_Dataset excerpts_
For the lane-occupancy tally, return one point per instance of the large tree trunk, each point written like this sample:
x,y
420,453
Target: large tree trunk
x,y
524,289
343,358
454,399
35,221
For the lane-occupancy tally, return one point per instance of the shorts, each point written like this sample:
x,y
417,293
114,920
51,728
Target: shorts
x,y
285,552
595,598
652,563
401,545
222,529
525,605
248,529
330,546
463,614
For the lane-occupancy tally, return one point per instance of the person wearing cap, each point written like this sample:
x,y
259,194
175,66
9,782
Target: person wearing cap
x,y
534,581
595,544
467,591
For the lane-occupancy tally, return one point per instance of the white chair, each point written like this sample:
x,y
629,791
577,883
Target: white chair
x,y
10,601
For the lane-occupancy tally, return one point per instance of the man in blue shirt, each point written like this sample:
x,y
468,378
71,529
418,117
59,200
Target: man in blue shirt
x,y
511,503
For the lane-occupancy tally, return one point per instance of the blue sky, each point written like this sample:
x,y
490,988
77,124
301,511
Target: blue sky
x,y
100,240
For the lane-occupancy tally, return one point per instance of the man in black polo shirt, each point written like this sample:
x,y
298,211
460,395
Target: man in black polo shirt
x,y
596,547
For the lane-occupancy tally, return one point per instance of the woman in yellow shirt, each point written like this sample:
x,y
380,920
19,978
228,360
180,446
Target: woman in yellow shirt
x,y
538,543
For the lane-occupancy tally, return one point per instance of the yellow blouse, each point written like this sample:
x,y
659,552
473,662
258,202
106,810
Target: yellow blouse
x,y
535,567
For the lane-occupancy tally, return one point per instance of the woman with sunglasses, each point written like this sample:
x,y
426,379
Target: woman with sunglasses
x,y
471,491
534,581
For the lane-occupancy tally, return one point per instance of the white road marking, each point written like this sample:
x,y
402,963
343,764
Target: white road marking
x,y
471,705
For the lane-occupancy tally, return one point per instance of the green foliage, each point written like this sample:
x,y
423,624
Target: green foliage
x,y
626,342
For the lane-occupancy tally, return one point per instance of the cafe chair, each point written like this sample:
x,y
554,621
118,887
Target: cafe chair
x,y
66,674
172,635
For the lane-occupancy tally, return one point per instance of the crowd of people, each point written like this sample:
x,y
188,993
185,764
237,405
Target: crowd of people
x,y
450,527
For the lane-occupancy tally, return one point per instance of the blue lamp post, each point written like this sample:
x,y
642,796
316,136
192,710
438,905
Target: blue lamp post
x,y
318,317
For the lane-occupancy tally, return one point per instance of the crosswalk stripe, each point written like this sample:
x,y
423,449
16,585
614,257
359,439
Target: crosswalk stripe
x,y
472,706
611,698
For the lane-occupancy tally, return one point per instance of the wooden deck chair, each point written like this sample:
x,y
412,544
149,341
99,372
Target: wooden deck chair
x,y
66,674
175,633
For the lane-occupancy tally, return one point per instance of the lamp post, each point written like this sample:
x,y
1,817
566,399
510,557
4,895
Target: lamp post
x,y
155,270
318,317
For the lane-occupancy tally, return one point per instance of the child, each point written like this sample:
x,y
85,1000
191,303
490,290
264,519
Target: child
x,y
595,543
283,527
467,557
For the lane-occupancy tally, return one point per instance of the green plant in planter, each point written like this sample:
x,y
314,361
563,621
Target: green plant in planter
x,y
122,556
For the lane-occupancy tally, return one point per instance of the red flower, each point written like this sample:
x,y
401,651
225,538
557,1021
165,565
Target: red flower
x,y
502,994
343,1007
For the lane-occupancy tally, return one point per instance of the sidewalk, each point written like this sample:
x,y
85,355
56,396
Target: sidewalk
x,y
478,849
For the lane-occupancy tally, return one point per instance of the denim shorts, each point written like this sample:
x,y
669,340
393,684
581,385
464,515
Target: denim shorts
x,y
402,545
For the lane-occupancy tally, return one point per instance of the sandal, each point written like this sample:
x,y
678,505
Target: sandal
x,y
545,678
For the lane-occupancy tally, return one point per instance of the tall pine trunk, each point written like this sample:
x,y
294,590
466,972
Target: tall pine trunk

_Your task_
Across the listing above, in how many lines does the string "pine" occur? Give the number only.

_Solution below_
2